## What the task asks
Recast the data from the line containing "Where can you find the lawn" through the end of the data as a two-column CSV with the headers text and answer. Give each text its own row, putting it and its answer in one quoted field apiece with line breaks replaced by spaces.

## Records for the exercise
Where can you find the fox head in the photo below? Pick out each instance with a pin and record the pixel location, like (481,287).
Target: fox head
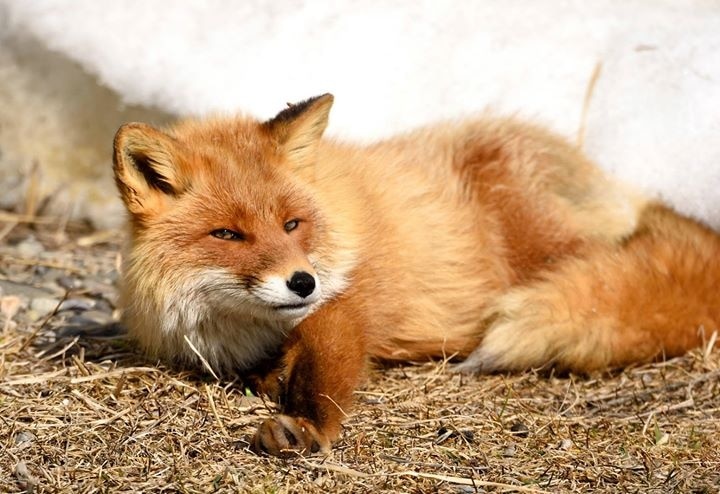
(224,232)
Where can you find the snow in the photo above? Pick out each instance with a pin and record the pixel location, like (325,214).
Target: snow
(654,116)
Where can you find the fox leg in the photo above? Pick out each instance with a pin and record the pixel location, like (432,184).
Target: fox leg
(322,365)
(654,296)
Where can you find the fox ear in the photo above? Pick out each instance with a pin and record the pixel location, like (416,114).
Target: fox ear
(145,167)
(299,128)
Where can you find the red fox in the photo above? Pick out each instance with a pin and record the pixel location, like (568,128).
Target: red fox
(487,240)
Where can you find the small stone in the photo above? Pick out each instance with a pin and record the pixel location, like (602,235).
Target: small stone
(68,282)
(43,305)
(519,429)
(77,304)
(565,444)
(24,437)
(29,248)
(509,451)
(97,317)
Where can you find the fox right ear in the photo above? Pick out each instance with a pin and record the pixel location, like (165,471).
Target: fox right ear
(145,167)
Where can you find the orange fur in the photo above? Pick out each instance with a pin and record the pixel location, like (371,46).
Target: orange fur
(490,240)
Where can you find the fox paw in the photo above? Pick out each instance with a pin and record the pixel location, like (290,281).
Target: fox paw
(283,435)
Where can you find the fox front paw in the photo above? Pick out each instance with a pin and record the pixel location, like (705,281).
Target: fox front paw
(283,435)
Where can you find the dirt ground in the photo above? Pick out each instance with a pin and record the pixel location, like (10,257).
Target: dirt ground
(81,411)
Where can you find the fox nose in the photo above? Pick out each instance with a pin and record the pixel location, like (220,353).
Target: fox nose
(301,283)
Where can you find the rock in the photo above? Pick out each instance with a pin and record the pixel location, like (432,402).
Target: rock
(518,429)
(22,289)
(24,437)
(77,304)
(44,305)
(29,248)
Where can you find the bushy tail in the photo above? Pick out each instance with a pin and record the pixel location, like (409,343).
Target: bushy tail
(654,296)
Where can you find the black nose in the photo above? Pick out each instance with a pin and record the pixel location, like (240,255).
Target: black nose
(301,283)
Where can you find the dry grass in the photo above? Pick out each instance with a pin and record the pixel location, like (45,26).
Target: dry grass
(80,411)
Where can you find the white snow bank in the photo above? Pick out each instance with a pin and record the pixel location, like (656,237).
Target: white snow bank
(654,118)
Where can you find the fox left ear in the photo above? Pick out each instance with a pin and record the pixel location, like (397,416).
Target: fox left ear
(299,127)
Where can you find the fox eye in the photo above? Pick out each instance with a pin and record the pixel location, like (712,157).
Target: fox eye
(225,234)
(291,225)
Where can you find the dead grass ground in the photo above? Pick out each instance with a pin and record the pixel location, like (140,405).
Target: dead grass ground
(80,411)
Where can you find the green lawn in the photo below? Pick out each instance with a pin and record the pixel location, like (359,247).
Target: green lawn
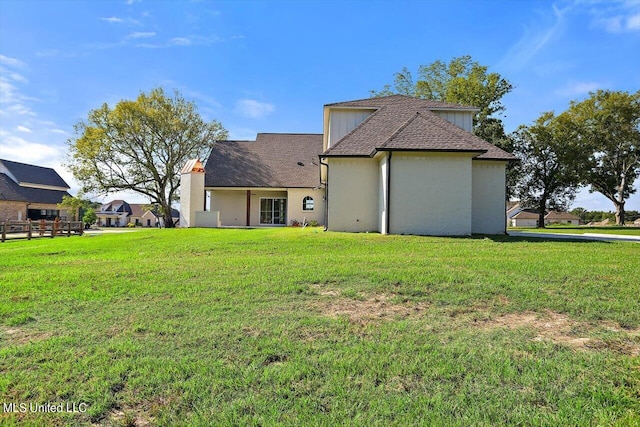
(627,231)
(301,327)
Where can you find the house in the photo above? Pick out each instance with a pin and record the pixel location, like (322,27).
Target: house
(119,213)
(272,181)
(561,218)
(394,165)
(30,192)
(525,218)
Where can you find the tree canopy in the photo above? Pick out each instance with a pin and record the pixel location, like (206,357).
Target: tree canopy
(141,146)
(549,165)
(607,127)
(461,81)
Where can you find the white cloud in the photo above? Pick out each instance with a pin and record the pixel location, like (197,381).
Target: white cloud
(535,38)
(180,41)
(141,35)
(12,62)
(614,16)
(253,109)
(573,89)
(113,20)
(18,78)
(21,150)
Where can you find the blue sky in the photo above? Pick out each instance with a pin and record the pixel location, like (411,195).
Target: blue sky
(270,66)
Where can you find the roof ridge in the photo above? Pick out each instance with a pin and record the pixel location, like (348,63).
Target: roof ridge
(355,129)
(27,164)
(400,129)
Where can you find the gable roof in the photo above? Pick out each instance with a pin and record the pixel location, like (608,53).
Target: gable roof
(406,123)
(273,160)
(11,191)
(115,206)
(526,214)
(25,174)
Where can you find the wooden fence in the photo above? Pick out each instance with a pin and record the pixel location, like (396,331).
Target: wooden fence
(39,228)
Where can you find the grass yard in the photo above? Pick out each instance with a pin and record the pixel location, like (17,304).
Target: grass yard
(300,327)
(625,231)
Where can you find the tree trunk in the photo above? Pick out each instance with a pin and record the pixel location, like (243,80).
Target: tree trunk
(541,209)
(619,213)
(166,215)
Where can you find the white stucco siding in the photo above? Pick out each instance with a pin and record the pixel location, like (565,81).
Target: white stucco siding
(462,119)
(191,197)
(488,209)
(295,197)
(341,122)
(353,194)
(430,194)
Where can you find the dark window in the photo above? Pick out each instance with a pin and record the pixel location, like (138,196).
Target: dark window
(307,203)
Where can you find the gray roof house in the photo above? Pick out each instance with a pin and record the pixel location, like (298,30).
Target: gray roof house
(394,164)
(30,191)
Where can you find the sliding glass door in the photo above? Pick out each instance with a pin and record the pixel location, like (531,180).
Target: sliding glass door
(273,211)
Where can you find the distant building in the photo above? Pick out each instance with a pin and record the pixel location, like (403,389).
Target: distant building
(119,213)
(30,192)
(561,218)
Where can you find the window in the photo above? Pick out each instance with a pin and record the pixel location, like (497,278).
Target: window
(273,211)
(307,203)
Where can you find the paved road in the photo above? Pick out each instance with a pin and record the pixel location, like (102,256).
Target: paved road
(585,236)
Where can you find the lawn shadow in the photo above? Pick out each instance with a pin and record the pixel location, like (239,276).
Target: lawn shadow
(506,238)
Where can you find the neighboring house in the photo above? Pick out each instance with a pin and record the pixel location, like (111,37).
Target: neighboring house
(116,213)
(525,218)
(561,218)
(153,217)
(119,213)
(30,192)
(395,165)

## Finished exercise
text,answer
"Where can you find the lawn shadow in the photo above? Pick out each instance with a pin and record the pixel location, like (239,276). Target: lawn shadow","(506,238)"
"Where can you find the neighboring house in the photo above? Pick out each instance with a pin and record the pixel location, like (111,37). Target: neighboring house","(116,213) (525,218) (561,218) (153,217) (119,213) (30,192) (395,165)"